Objective: Count how many lines in the rows below contain the string "woman", matching case exactly. Give only the number.

Excerpted records:
+ + + +
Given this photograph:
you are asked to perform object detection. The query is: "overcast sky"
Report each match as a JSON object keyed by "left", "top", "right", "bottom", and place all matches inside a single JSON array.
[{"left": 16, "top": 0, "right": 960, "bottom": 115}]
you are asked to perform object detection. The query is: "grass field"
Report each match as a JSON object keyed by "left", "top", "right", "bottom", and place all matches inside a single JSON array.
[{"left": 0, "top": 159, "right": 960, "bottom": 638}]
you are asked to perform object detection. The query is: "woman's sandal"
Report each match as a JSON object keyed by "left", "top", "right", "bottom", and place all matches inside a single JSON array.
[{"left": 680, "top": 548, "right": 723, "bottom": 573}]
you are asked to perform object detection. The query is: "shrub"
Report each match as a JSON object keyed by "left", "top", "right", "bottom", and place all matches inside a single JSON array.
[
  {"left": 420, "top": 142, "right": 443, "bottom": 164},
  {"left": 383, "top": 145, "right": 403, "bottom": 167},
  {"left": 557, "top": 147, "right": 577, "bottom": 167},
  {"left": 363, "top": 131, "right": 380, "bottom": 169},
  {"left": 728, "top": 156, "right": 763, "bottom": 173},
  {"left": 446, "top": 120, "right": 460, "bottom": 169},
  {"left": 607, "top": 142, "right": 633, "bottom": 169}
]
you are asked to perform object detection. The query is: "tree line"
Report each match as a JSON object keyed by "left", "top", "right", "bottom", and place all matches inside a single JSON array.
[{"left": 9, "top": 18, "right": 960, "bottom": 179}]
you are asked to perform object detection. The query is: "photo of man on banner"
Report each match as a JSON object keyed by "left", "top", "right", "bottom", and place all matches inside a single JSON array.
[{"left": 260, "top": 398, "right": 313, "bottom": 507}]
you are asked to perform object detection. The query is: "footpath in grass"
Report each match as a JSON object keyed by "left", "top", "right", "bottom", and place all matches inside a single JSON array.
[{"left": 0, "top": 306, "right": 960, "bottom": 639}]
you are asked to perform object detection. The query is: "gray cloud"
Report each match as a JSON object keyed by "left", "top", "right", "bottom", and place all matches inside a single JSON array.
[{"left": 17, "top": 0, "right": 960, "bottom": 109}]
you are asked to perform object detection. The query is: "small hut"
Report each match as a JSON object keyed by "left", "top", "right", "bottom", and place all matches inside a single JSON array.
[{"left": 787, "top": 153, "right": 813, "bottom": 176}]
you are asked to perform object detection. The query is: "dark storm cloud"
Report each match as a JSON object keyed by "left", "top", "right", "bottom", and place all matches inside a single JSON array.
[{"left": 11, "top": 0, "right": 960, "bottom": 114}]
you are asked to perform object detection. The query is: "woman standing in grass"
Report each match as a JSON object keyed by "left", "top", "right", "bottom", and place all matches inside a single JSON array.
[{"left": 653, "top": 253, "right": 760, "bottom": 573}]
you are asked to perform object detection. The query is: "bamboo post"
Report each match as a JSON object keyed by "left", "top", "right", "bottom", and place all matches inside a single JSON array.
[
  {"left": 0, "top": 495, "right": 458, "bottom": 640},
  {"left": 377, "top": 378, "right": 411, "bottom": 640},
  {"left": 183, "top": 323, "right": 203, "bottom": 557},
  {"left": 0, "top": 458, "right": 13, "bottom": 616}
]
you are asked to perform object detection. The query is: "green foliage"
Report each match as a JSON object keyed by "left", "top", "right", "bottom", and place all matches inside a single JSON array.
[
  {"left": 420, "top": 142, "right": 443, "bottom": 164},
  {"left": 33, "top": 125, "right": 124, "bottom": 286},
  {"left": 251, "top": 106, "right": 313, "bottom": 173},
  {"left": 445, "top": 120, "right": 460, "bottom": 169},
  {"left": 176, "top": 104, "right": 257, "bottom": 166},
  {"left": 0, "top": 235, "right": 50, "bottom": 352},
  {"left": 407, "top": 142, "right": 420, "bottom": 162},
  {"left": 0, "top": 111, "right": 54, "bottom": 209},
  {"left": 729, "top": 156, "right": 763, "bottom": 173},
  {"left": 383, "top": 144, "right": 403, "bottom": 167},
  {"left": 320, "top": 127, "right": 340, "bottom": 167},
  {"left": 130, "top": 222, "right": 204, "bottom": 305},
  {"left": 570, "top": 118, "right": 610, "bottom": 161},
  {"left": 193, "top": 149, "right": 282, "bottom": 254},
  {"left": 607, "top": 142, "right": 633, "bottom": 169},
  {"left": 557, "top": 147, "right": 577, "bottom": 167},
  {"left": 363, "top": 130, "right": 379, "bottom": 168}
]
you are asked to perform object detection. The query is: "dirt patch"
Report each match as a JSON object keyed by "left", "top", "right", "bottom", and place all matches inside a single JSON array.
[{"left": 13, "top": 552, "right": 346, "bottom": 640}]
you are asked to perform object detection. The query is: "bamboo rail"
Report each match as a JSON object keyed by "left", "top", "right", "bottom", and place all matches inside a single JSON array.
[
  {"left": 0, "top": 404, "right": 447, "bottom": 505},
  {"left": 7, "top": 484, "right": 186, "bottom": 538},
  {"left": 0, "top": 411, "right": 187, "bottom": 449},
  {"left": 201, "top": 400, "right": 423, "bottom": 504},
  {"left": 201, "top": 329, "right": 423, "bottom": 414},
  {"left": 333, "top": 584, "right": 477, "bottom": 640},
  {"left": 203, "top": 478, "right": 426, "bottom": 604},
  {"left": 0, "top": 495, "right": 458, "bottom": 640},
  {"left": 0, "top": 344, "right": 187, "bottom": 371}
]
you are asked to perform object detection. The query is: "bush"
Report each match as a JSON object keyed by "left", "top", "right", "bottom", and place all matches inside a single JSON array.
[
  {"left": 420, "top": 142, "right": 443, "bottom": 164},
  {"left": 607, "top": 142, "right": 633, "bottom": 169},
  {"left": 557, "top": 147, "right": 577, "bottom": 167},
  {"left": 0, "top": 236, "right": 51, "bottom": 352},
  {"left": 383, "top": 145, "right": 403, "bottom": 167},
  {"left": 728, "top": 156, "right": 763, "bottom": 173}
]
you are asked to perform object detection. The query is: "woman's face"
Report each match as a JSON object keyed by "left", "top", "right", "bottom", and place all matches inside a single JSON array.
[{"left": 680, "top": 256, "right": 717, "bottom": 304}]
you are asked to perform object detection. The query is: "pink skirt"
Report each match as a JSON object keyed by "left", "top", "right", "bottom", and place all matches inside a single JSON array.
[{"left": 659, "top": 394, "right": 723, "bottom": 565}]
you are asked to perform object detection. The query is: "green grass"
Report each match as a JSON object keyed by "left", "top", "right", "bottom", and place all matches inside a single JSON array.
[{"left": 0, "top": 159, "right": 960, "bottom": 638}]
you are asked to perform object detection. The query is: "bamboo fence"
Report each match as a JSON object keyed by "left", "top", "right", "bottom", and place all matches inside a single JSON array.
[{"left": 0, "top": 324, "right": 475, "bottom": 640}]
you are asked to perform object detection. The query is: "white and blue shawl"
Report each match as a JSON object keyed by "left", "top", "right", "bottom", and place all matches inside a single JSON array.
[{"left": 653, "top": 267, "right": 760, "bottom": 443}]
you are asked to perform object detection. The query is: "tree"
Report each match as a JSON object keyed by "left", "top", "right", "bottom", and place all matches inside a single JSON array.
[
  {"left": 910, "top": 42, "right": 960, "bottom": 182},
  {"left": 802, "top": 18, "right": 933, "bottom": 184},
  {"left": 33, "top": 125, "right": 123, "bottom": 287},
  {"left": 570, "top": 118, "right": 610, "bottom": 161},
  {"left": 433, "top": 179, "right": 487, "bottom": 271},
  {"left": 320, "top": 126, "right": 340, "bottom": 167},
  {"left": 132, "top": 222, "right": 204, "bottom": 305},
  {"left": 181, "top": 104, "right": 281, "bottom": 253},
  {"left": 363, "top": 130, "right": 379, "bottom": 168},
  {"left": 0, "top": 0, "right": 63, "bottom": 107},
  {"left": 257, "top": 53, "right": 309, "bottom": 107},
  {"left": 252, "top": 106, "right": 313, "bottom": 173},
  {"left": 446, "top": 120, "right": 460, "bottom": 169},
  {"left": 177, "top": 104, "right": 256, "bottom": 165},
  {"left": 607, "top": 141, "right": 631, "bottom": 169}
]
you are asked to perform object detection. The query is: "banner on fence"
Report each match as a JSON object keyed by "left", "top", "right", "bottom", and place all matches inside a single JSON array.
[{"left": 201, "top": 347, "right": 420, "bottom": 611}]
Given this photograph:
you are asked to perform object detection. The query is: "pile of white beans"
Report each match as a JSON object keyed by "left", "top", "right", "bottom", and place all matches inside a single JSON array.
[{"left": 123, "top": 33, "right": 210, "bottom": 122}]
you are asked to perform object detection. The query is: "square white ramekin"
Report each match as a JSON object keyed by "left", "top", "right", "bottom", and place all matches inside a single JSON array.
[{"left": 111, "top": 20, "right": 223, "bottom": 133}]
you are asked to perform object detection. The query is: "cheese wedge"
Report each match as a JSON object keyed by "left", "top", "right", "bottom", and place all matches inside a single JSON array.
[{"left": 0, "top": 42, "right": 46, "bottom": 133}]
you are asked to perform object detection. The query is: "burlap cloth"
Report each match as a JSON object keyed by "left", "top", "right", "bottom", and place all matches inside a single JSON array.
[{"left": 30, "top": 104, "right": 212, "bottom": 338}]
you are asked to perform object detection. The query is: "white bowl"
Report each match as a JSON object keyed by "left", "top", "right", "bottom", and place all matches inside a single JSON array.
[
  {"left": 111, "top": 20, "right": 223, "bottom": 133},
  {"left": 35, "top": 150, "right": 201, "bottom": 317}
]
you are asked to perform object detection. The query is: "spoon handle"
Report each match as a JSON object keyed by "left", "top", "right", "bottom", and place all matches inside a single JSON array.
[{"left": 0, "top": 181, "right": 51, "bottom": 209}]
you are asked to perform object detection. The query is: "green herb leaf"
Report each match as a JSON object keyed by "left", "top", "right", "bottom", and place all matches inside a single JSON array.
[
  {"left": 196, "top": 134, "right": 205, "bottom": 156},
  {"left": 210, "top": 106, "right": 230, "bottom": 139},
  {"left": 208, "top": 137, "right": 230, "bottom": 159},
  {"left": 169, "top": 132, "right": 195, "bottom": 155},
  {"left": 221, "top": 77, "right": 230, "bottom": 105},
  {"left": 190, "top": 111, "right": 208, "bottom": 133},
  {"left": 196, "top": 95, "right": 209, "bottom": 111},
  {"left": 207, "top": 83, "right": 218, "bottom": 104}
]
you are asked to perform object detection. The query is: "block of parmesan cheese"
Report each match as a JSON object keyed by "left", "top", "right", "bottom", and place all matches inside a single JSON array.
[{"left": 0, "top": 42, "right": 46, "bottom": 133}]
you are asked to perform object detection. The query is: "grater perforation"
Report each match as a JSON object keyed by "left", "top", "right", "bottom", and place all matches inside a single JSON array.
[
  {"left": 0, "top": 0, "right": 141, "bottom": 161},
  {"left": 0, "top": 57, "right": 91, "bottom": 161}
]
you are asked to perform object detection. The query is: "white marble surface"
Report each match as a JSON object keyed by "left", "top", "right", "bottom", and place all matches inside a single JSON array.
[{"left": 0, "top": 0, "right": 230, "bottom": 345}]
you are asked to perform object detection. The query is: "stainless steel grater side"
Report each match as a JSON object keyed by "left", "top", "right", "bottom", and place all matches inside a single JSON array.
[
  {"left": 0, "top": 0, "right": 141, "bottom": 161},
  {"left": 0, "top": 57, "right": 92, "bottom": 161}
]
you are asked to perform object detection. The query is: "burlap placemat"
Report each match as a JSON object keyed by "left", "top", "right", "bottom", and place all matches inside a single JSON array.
+ + + +
Result for this exercise: 3